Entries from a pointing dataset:
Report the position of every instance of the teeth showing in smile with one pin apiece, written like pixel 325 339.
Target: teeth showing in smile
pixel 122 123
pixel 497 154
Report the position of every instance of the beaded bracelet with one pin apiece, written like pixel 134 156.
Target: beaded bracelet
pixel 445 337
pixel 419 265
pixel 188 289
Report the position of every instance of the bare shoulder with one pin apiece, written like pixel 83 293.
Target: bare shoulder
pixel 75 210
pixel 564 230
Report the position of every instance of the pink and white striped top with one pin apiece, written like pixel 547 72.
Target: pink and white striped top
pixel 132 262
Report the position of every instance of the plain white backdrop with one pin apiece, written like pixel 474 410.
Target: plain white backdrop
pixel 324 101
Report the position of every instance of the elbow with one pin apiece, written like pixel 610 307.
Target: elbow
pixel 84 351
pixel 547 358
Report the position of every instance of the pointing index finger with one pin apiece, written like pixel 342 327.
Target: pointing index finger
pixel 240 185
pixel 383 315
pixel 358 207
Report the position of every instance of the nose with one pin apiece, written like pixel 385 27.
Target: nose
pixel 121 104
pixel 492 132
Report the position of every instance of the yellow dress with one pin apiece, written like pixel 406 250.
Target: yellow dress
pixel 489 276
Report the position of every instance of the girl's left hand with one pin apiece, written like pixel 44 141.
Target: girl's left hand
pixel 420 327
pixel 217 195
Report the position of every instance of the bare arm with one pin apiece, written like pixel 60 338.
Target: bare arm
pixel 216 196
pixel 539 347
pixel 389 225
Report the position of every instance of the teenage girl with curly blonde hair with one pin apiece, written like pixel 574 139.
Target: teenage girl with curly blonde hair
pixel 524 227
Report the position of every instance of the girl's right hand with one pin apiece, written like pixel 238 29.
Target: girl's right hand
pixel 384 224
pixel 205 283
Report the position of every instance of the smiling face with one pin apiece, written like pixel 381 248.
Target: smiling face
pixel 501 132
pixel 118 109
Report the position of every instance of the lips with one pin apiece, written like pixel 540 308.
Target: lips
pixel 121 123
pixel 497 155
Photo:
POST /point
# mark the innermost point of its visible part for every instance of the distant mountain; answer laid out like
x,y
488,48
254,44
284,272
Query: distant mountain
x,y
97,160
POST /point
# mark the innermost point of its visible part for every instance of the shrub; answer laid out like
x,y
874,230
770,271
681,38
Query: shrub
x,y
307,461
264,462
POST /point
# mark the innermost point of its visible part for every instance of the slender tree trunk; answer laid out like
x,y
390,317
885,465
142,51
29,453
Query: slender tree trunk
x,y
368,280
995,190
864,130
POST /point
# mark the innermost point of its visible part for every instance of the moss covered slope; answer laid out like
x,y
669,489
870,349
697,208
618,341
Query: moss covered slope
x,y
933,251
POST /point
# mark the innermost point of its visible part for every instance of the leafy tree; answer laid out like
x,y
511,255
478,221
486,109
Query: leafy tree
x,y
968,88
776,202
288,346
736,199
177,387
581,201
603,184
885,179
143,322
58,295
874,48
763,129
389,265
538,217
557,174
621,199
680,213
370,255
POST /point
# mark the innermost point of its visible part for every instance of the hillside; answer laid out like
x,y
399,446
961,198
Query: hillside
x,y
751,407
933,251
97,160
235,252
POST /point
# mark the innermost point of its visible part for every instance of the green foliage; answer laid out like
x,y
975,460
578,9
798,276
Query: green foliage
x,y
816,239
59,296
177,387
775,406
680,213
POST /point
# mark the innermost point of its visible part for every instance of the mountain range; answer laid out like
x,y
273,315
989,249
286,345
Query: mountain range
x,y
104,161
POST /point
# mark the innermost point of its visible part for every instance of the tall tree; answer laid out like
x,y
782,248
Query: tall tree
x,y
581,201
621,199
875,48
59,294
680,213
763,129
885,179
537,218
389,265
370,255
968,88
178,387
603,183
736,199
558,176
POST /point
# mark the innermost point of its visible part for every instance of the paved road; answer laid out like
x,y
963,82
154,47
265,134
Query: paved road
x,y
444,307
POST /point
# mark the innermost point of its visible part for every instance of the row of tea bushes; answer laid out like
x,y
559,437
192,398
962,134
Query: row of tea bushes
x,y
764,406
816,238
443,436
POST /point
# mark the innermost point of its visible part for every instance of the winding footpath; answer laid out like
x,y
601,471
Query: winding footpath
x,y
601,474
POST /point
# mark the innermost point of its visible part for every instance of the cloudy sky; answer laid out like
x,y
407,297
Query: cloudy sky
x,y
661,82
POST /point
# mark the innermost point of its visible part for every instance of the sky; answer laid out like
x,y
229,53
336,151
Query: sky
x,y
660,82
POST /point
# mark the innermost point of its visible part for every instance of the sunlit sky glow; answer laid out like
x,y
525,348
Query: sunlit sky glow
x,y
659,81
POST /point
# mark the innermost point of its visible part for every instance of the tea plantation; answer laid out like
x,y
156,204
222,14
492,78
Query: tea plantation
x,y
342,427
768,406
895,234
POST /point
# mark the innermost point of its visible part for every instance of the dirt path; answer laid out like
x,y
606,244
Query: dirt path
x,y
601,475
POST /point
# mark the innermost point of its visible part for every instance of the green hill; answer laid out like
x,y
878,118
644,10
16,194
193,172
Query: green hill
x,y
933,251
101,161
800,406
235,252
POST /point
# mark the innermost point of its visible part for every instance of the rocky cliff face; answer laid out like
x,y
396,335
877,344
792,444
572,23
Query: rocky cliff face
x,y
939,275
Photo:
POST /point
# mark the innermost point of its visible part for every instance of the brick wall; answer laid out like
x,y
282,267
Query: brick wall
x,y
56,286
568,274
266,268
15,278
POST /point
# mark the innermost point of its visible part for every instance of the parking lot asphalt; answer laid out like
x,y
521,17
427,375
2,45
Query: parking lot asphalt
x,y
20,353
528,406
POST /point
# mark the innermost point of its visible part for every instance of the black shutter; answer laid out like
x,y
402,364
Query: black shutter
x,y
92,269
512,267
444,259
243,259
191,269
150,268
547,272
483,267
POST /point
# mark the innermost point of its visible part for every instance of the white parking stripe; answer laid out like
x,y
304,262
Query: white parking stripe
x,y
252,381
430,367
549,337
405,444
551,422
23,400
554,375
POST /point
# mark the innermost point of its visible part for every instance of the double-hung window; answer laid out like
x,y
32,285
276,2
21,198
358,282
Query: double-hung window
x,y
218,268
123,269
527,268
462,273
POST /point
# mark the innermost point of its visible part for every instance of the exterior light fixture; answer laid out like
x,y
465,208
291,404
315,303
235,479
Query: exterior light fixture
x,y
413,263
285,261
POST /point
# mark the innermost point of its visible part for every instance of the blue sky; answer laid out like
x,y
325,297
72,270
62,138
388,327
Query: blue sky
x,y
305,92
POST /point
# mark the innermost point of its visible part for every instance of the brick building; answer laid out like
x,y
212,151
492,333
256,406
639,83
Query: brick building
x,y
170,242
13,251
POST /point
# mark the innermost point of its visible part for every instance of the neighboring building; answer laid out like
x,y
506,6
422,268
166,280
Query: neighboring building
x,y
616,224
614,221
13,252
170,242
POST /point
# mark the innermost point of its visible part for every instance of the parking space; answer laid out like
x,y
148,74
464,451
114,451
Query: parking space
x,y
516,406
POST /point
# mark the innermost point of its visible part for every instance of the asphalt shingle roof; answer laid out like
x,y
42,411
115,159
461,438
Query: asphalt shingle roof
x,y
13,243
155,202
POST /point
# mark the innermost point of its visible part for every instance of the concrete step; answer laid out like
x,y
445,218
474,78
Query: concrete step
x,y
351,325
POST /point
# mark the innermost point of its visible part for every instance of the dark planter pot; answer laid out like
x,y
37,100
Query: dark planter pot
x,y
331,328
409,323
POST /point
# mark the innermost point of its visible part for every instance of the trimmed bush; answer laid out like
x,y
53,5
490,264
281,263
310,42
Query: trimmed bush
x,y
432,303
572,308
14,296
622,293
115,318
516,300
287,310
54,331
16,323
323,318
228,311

● **BRIEF**: Pull out each line of the data above that contains the string "face".

● **TASK RESPONSE**:
Report the position of every instance of the smiling face with one pin apiece, written like pixel 381 248.
Target: smiling face
# mark the innermost point of its visible part for every instance of the rocky cliff face; answer laid out like
Query: rocky cliff face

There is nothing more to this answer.